In full and without deviation, reproduce the records that follow.

- - - -

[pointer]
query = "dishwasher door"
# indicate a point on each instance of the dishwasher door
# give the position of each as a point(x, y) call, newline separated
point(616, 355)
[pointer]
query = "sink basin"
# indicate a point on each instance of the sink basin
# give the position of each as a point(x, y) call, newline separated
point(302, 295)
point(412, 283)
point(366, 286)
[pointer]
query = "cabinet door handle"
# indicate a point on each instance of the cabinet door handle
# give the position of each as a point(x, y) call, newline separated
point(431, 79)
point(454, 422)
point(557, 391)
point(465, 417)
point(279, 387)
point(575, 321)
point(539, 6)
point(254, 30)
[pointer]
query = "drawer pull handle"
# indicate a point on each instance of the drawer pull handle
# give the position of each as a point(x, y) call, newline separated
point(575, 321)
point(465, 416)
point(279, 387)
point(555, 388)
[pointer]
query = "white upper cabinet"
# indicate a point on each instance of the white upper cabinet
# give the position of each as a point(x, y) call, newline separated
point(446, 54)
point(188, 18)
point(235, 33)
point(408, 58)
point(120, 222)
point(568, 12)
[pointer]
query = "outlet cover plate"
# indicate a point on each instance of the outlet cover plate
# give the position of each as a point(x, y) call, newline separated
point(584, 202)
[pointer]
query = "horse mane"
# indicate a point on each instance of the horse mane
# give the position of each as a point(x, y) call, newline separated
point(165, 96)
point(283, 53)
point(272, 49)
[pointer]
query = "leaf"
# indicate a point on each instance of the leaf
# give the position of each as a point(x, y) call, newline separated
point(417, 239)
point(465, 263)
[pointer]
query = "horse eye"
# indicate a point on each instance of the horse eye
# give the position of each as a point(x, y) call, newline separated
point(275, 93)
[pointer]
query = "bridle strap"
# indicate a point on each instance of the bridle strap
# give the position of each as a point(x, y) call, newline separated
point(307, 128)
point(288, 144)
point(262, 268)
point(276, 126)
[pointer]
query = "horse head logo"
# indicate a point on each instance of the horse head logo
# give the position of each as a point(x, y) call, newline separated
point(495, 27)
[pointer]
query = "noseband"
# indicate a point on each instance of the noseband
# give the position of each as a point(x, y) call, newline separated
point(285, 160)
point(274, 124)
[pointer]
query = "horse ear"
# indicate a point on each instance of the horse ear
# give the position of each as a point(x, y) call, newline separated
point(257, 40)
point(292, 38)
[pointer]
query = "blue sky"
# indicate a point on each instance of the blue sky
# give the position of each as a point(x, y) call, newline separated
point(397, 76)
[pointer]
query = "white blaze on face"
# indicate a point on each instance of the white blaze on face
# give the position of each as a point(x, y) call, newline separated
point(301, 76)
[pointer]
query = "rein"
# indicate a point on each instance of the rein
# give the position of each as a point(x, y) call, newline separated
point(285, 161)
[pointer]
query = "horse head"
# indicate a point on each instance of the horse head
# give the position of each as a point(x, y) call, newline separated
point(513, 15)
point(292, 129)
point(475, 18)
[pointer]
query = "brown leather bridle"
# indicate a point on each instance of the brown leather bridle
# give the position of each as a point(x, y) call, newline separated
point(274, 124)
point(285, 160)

- - - -

> **TASK SOLUTION**
[pointer]
query = "dishwasher door"
# indicate a point on each instance of the dishwasher door
# give the position of each as a point(x, y) call, newline separated
point(616, 355)
[pointer]
query = "sink basin"
# indicate a point on each instance of the sink basin
# give the position of each as a point(x, y) call, newline separated
point(302, 295)
point(412, 283)
point(366, 286)
[pointer]
query = "cabinet door handle"
# indicate a point on each instance of the cabinet door handle
# give the position of each as a point(x, y) call, newline separated
point(431, 79)
point(454, 422)
point(557, 391)
point(465, 417)
point(279, 387)
point(575, 321)
point(539, 6)
point(254, 30)
[pointer]
query = "drawer pull handle"
# indicate a point on each instance of the drawer pull handle
# give the position of each as a point(x, y) call, newline separated
point(575, 321)
point(465, 416)
point(279, 387)
point(555, 388)
[pointer]
query = "white upper cabinet"
# indicate a point on each instance of the white upper cabinet
# give the position of each as a point(x, y) call, newline separated
point(446, 54)
point(188, 18)
point(235, 33)
point(408, 58)
point(120, 222)
point(568, 12)
[pointer]
query = "outlet cover plate"
# indicate a point on each instance of the outlet cover plate
# give the position of each as a point(x, y) call, newline separated
point(584, 202)
[pointer]
query = "horse mane"
# indicate a point on each instance of the horse mane
# give the position of each as a point(x, y) call, newline separated
point(165, 96)
point(283, 53)
point(272, 49)
[pointer]
query = "leaf"
# indicate a point on each instance of the leaf
# give the position of each as a point(x, y) call, newline separated
point(417, 239)
point(465, 263)
[pointer]
query = "horse eye"
# indicate a point on each instance of the horse eye
# give the position of each as a point(x, y) call, newline separated
point(275, 93)
[pointer]
query = "bridle strap"
# indicate a point on each instance of the bridle strap
# give the position of each as a point(x, y) call, newline separated
point(307, 128)
point(288, 144)
point(262, 268)
point(276, 126)
[pointer]
query = "horse head logo"
# indicate a point on each instance of the horse head logo
# give the position of each as a point(x, y) call, newline separated
point(495, 27)
[pointer]
query = "noseband"
# indicate a point on each instance of the noseband
# give the position of each as a point(x, y) call, newline separated
point(285, 160)
point(274, 124)
[pointer]
query = "horse ear"
# indicate a point on each instance of the horse ear
# give the position of each as a point(x, y) call, newline separated
point(257, 40)
point(292, 38)
[pointer]
query = "blue sky"
# indicate a point on each instance of the blue sky
# give the position of each as a point(x, y) call, newline separated
point(397, 76)
[pointer]
query = "white blaze on face"
# indicate a point on each instance of the white blaze on face
# give the position of each as a point(x, y) call, newline separated
point(301, 76)
[pointer]
query = "rein"
# indicate a point on each instance of the rein
# give the position of each as a point(x, y) call, newline separated
point(285, 161)
[pointer]
query = "horse head"
# indicate a point on each instance of the horse head
# give the position of each as a point(x, y) call, newline separated
point(513, 15)
point(292, 129)
point(475, 18)
[pointer]
query = "brown leather bridle"
# indicate a point on each instance of the brown leather bridle
# give the position of each as a point(x, y) call, newline separated
point(274, 124)
point(285, 160)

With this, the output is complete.